=== TEXT BLOCK ===

As far as i’m concerned, she also made sure we didn’t grow up jaded. We travelled constantly, and we were forced to sit through four hour long symphonies. Mozart and Vivaldi were just as important to us as The Indigo Girls and Styx. Who were Gods as far as we were concerned.

We didn’t know our father very well, and while we mourned his absence, we could forget him sometimes. It was the three of us against the world.

But it’s the nature of the world to change, and ours did. In the worst and most effective sort of way. I’m still hurt and angry at my mother. That’s what  some of this blog is about. Maybe even most, but before I go telling about all the stuff that came later, it’s important that you know my mother was not always the way she is, and maybe part of whats so upsetting is knowing the way she was before, and wishing she could go back to the way she was. When she was my mommy.



{June 28, 2008}   Why? An Introduction

When I was little, my mother got very, very sick. She was unconscious for three days and when she woke up she was paralyzed in her left arm and cound not swallow.

My twin brother and I were nine years old and we were launched into a position where we took care of ourselves and our mother. 

Shortly afterwards, my mother began talking to a man named Saint Germain, whom she could hear in her head. She talked to him almost constantly, and after a little while had my brother talk to him. They would sit in her room for hours, with her constant “Ask Saint Germain this” and “Ask Saint Germain that”, and it got to the point where I couldn’t talk to her with my brother in the room without her interrupting me to have him ask Saint Germain something, or if I was spending time with him, she would randomly walk into the room for a twenty minute barrage of questions for him to ’Ask Saint Germain’.

A couple of years went by with this, and we moved from our hometown Kansas City to a tiny town in Washington, to another tiny town in Washington, to Oregon, and finally to Portland.

In Portland a couple of things happened that i’ll get into in later posts, but during high school there was a period where my brother had been sent away. Now in the past I had been singled out to sit real still and ‘Listen’ to Saint Germain while my mother and I were alone. I always got out of it because I never could hear anything, and she sort of gave up on me.  But this time Alex was gone for a while, and we were in the car going to the store. I hadn’t eaten all day and I was starving. She asked me to ask Saint Germain a question, and I replied sharply that I couldn’t hear anything, and she looked at me and said “So you want me to die because you’re too selfish to listen to Saint Germain for me?” Then she pulled into a parking lot, began crying, and turned around.

===

■ WORK REQUIRED
Pick up the blog post about the writer's mother and Saint Germain after its final sentence, and continue it.

=== MATERIAL PROVIDED ===

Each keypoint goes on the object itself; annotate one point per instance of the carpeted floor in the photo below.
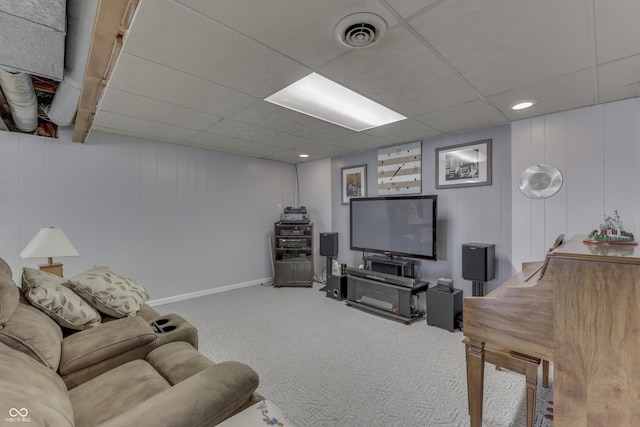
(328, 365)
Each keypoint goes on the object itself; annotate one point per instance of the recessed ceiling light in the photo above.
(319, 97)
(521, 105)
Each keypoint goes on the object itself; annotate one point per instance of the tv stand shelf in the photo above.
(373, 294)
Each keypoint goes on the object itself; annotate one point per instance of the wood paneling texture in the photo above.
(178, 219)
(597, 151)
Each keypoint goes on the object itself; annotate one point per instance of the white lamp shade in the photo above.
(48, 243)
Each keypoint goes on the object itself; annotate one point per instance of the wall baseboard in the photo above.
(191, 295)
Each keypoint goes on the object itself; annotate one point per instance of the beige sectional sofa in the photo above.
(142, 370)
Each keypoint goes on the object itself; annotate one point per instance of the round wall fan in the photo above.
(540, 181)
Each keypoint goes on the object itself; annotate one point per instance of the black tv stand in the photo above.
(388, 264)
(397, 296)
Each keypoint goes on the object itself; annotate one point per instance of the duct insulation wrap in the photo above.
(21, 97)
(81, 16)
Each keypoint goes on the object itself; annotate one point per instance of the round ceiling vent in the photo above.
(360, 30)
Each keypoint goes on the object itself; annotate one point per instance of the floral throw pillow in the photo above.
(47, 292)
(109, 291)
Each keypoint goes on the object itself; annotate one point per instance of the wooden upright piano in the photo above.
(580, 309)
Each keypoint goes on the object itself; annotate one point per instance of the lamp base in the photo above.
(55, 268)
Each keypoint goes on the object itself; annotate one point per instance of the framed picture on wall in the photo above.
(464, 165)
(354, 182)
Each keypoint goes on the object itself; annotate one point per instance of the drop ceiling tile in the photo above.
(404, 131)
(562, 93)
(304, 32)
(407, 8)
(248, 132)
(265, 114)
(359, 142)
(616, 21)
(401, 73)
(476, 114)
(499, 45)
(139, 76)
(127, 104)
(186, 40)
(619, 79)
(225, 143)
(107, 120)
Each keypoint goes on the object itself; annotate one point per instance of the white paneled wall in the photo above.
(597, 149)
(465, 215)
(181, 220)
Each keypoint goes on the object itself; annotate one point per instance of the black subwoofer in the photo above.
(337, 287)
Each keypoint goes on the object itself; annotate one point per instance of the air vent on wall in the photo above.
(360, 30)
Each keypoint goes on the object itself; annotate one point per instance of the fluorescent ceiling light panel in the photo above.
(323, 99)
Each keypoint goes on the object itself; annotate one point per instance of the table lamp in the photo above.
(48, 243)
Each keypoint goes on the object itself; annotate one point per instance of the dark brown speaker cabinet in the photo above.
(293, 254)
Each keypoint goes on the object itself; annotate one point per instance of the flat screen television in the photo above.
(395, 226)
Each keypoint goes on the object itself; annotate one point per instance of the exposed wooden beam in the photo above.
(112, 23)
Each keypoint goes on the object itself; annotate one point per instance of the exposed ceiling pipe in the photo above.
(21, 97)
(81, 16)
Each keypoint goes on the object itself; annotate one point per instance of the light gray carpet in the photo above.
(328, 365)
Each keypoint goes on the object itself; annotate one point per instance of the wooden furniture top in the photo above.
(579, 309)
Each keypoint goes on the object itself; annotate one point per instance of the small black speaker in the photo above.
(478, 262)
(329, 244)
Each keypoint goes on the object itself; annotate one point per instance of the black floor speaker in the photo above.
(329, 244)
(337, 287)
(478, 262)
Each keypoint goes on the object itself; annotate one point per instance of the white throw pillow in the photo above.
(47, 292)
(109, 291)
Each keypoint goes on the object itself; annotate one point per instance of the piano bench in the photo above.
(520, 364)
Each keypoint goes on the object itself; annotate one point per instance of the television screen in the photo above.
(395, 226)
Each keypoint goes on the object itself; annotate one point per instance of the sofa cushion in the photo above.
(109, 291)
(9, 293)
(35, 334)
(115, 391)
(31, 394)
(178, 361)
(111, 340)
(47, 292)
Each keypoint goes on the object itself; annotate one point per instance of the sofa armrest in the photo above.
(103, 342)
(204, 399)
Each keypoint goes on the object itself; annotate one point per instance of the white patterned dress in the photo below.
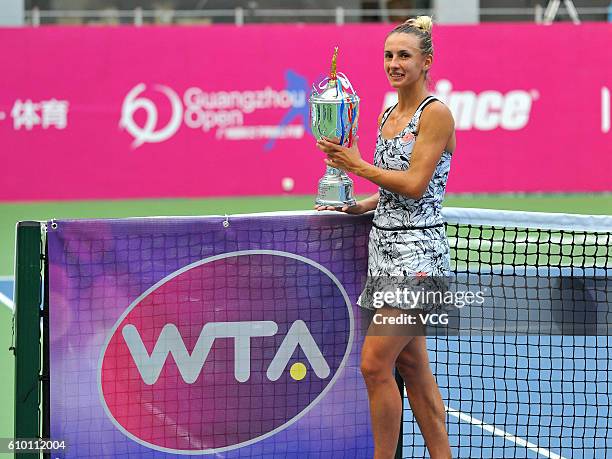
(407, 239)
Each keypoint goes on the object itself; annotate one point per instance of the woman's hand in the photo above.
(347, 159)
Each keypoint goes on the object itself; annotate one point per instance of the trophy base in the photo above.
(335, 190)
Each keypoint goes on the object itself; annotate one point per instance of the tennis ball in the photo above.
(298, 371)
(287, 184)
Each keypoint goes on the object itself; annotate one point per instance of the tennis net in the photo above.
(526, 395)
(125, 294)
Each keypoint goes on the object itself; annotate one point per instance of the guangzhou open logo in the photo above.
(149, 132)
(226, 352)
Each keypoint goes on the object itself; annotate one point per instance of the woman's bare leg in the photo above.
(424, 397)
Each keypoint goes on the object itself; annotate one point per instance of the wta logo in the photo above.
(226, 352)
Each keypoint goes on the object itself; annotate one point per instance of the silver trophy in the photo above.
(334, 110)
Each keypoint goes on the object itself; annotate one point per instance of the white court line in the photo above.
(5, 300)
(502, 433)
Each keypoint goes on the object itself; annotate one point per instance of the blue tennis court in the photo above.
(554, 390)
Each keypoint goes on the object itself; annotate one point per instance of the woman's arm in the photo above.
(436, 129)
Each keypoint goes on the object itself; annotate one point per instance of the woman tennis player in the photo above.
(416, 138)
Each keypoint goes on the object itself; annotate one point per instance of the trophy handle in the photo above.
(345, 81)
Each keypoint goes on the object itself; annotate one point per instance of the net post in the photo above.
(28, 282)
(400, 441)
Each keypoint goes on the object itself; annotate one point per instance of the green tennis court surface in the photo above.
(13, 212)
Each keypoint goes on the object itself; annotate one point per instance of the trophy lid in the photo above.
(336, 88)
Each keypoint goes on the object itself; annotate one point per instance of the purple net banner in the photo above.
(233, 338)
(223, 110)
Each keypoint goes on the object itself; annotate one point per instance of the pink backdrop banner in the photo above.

===
=== MATERIAL PROVIDED ===

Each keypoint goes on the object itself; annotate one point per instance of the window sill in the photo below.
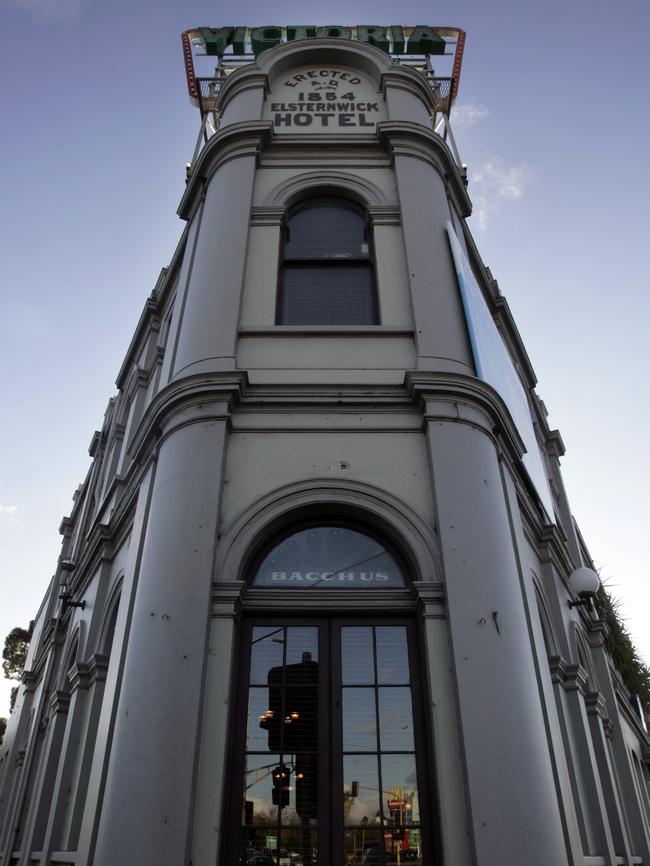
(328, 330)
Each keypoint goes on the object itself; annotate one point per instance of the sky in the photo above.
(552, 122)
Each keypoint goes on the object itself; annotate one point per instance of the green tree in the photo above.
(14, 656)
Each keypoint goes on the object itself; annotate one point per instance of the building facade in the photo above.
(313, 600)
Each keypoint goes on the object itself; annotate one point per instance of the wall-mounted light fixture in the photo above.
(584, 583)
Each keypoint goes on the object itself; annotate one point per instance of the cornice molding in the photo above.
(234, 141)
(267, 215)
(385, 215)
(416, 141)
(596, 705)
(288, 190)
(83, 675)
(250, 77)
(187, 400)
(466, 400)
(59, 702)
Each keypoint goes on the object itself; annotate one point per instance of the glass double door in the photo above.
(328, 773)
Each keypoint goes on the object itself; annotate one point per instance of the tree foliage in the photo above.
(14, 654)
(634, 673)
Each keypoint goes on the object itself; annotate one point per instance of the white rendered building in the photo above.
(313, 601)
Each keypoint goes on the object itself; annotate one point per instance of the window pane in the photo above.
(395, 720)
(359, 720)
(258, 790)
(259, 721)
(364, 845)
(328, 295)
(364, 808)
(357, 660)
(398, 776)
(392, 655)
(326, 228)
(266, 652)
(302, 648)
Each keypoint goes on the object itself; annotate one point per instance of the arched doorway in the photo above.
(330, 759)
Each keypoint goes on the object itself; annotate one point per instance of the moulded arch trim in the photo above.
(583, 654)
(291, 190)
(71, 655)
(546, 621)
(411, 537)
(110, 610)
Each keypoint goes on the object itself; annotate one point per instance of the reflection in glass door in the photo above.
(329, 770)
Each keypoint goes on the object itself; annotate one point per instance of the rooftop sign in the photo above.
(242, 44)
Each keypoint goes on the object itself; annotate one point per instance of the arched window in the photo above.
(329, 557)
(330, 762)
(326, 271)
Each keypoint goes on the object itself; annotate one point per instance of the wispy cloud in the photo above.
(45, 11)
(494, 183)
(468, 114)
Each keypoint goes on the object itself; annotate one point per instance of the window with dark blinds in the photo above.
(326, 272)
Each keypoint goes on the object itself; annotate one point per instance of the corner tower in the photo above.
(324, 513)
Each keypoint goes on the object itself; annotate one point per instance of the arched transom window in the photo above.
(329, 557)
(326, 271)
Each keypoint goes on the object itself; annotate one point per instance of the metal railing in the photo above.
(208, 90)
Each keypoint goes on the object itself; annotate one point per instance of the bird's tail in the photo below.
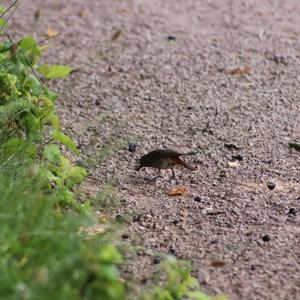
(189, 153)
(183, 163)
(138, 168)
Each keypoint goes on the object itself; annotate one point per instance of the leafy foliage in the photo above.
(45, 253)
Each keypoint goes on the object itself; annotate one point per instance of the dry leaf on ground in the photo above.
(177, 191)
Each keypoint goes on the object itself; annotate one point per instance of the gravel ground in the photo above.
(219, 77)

===

■ RESPONSE TO THE TASK
“What about dinner?” I asked. She didn’t look at me as she replied “Why should I do anything for you when you can’t do a simple little thing for me?”  “I’m hungry! I haven’t eaten all day!” I yelled at her. ”Then buy your own food.” She replied in an odd voice. “I have no money.” I said. “I don’t have a job.” She shrugged. So, I growled fine, I would ‘listen to saint germain’ and she cheerfully pulled over.

So, for the next year and a half, I had to ’ask’ questions for Saint Germain whenever she wanted me to.  At any moment I had to drop everything I was doing, and go through twenty minute to hour long periods where I had to ask questions, and this usually resulted in my mother yelling at me because she didn’t like my answers, or because I got tired and asked her to leave me alone. 

Then, late in sophomore year, I was hospitalized for depression a second time and it was decided that going home with my mother was not the best thing for me to do. So I went to live with my best friend and her family, where I have spent a year sort of recovering, adapting to a family where i’m not woken up at two in the morning by screaming, and where I get fed, and where I know I will not be thrown out at any second.  

I have spent eight and a half years of my life with Saint Germain, and one year without, and it’s time to tell my story.